# Exercise goal:
Copy each line of the data below that contains the string "metal". The match is case-sensitive.

[START OF Material supplied]

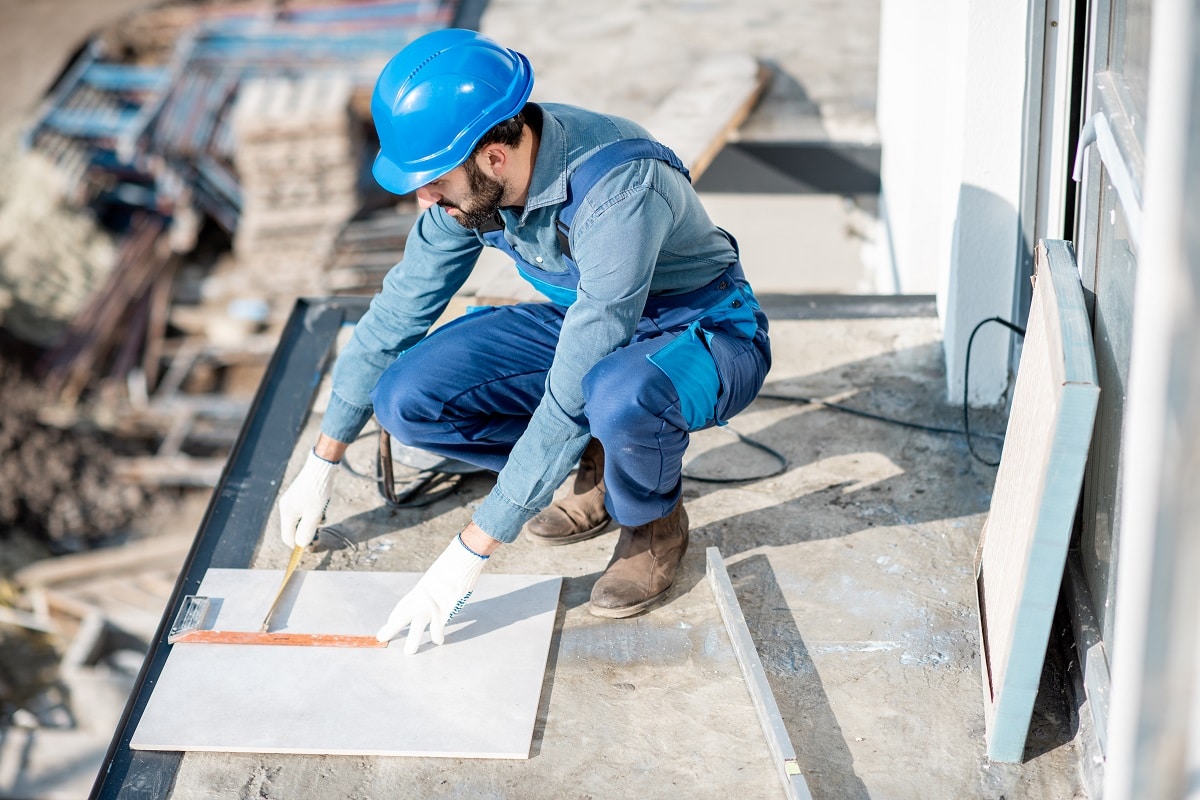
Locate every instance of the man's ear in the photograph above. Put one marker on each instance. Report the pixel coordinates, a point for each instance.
(493, 160)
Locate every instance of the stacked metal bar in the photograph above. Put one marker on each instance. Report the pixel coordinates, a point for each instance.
(298, 156)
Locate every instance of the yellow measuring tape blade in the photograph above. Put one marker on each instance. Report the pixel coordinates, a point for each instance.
(287, 576)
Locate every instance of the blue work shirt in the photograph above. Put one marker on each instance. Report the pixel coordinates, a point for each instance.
(641, 229)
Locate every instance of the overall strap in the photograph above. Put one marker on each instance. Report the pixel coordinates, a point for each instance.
(599, 164)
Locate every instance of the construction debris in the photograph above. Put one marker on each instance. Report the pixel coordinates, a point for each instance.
(299, 160)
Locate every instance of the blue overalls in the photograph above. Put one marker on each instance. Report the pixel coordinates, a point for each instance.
(468, 390)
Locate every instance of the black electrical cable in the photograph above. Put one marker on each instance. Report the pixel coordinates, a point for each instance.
(771, 451)
(871, 415)
(966, 382)
(427, 479)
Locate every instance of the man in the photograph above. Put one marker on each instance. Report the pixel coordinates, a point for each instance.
(652, 330)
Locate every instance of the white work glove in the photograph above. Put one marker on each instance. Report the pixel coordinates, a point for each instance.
(303, 506)
(441, 593)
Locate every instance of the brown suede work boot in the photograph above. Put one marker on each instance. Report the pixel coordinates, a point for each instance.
(580, 515)
(643, 566)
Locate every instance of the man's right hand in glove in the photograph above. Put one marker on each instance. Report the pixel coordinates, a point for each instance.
(442, 591)
(303, 506)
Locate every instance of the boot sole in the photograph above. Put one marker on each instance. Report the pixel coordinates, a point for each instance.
(633, 611)
(629, 611)
(555, 541)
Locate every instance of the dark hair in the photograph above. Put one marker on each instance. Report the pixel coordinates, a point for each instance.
(509, 132)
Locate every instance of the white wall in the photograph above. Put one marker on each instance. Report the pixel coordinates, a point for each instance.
(951, 114)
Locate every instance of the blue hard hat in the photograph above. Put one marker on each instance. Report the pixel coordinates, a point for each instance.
(435, 101)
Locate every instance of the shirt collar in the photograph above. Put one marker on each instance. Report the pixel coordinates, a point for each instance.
(547, 185)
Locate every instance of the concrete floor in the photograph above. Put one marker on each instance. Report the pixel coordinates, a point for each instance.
(853, 569)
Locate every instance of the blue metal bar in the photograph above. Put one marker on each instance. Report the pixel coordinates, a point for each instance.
(121, 77)
(90, 125)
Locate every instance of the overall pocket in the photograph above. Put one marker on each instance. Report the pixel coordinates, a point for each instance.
(689, 366)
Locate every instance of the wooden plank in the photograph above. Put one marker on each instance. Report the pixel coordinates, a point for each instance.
(279, 637)
(221, 698)
(778, 741)
(696, 119)
(1023, 548)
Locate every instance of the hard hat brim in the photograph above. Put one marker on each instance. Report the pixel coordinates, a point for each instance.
(400, 181)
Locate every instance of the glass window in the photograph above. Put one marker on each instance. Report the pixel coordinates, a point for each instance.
(1129, 59)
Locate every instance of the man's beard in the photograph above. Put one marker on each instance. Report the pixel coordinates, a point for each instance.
(485, 198)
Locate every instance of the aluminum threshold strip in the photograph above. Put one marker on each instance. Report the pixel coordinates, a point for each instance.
(778, 740)
(233, 524)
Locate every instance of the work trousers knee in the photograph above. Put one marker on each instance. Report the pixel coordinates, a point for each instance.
(468, 390)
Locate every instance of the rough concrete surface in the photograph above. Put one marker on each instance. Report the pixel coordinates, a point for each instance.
(853, 569)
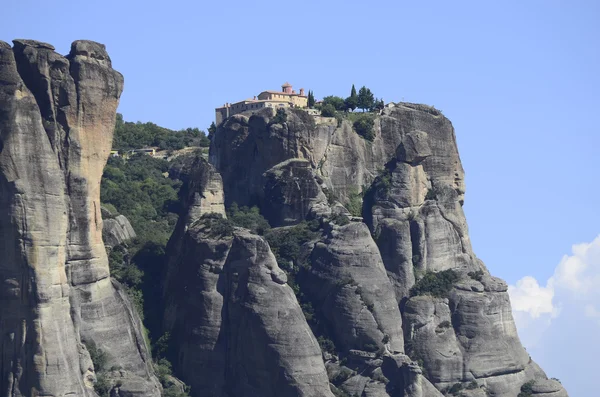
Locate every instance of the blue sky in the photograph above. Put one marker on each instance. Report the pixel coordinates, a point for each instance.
(518, 79)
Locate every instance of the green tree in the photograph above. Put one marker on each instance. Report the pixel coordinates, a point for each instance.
(364, 127)
(366, 100)
(336, 101)
(328, 110)
(311, 99)
(351, 103)
(211, 130)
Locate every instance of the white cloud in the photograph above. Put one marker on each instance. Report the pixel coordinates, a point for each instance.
(558, 320)
(576, 278)
(529, 297)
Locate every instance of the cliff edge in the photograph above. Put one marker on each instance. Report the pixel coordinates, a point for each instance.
(58, 301)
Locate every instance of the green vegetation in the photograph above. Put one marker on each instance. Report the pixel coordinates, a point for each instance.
(455, 389)
(435, 284)
(335, 101)
(431, 195)
(527, 389)
(212, 129)
(472, 385)
(99, 358)
(445, 324)
(311, 99)
(326, 344)
(366, 100)
(328, 110)
(250, 218)
(354, 204)
(138, 189)
(164, 369)
(280, 117)
(478, 275)
(286, 243)
(217, 225)
(352, 101)
(364, 127)
(130, 135)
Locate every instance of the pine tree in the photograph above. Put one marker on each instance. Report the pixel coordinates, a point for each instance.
(366, 100)
(211, 130)
(311, 99)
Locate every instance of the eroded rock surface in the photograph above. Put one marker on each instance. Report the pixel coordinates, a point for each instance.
(57, 117)
(238, 327)
(358, 275)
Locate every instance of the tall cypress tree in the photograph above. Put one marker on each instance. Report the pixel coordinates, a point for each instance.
(311, 99)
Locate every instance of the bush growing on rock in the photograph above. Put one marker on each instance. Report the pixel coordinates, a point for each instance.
(354, 205)
(478, 275)
(335, 101)
(328, 110)
(527, 389)
(218, 226)
(435, 284)
(364, 127)
(280, 117)
(249, 218)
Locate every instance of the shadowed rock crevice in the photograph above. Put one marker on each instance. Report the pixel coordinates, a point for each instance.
(57, 117)
(362, 271)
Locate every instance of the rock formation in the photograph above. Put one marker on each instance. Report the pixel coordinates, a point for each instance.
(57, 117)
(116, 229)
(360, 271)
(237, 326)
(350, 314)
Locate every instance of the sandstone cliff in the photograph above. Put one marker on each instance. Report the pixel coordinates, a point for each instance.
(57, 117)
(359, 275)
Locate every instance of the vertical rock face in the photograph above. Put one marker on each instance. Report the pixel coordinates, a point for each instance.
(238, 328)
(57, 117)
(359, 275)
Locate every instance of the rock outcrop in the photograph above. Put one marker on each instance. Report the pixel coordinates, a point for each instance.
(359, 275)
(57, 117)
(116, 229)
(238, 327)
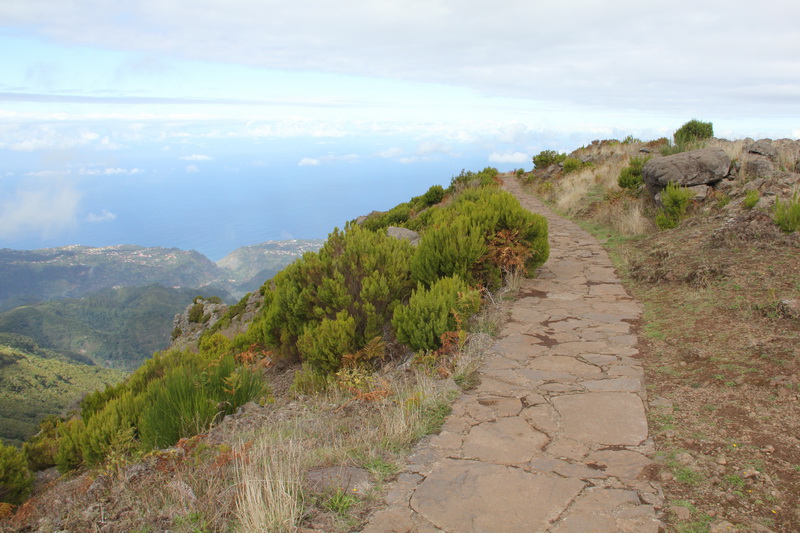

[END OF Material supplied]

# Result of this task:
Locate every instance of the stacked metal bar in the photograph above. Put one marker on each instance. Report the pixel coordinates, a point for each instance.
Locate every instance of the blue metal bar in the photograph above. Put one marker on each instance. Report the pixel coordinates, a point for each instance.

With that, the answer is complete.